Data in this exercise Block Start

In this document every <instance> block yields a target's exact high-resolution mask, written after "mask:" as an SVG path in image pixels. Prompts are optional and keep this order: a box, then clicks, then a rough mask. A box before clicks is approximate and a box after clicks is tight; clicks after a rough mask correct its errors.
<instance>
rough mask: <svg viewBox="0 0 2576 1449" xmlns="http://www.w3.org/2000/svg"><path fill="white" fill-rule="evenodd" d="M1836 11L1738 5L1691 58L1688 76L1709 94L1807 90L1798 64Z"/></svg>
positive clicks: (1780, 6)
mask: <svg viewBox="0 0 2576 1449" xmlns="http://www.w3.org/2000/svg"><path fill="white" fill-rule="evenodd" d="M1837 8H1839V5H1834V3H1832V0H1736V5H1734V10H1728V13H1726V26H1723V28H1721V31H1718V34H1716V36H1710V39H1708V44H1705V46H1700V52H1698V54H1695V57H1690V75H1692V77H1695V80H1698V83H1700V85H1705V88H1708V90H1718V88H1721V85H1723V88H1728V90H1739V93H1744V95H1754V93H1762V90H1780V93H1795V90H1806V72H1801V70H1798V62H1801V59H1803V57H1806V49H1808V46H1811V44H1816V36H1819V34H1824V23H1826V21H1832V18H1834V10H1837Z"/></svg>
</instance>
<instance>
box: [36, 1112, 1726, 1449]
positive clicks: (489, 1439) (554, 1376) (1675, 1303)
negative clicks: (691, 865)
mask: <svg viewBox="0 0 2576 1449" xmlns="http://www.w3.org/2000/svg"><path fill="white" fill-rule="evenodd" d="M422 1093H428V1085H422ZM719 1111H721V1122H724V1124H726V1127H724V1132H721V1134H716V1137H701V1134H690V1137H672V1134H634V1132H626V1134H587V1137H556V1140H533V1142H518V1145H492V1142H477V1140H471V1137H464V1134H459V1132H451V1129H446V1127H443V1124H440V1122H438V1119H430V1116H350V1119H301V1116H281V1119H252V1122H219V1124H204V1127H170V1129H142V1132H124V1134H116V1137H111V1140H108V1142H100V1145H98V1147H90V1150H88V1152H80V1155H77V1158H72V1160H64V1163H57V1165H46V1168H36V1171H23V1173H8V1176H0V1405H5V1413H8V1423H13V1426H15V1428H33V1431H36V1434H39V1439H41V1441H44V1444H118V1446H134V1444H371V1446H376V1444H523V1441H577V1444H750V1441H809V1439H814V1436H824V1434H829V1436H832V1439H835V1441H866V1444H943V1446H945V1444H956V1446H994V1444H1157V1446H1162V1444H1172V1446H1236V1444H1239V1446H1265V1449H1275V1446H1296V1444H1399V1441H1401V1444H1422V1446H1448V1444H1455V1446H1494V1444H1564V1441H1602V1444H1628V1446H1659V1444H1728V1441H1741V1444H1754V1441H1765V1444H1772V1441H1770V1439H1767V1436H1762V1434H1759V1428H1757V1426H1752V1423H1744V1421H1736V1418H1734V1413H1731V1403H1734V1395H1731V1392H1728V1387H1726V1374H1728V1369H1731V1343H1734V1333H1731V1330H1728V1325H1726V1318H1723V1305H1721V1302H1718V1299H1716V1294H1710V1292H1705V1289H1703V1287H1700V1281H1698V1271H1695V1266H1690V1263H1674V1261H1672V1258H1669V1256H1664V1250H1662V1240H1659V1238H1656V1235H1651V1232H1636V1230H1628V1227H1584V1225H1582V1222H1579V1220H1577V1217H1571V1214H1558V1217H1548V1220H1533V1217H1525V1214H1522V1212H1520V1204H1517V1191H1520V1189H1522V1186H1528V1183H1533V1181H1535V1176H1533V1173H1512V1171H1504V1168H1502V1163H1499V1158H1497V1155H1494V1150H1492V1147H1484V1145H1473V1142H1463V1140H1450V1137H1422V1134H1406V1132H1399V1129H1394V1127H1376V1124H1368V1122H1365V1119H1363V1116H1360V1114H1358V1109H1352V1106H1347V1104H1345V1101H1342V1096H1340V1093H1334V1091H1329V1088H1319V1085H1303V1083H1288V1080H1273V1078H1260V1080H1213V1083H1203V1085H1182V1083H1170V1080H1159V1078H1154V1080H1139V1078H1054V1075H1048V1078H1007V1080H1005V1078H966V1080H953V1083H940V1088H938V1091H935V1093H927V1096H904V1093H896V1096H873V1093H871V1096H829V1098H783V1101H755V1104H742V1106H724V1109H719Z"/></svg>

Data in this exercise Block End

_Directions for this task_
Every line above that holds the string "instance" should be returned.

_Result for this exercise_
In this document every <instance> block yields a target's exact high-resolution mask, written after "mask:" as an SVG path in image pixels. Prompts are optional and keep this order: a box, then clicks, then a rough mask. A box before clicks is approximate and a box after clicks is tight; clicks after a rough mask correct its errors.
<instance>
</instance>
<instance>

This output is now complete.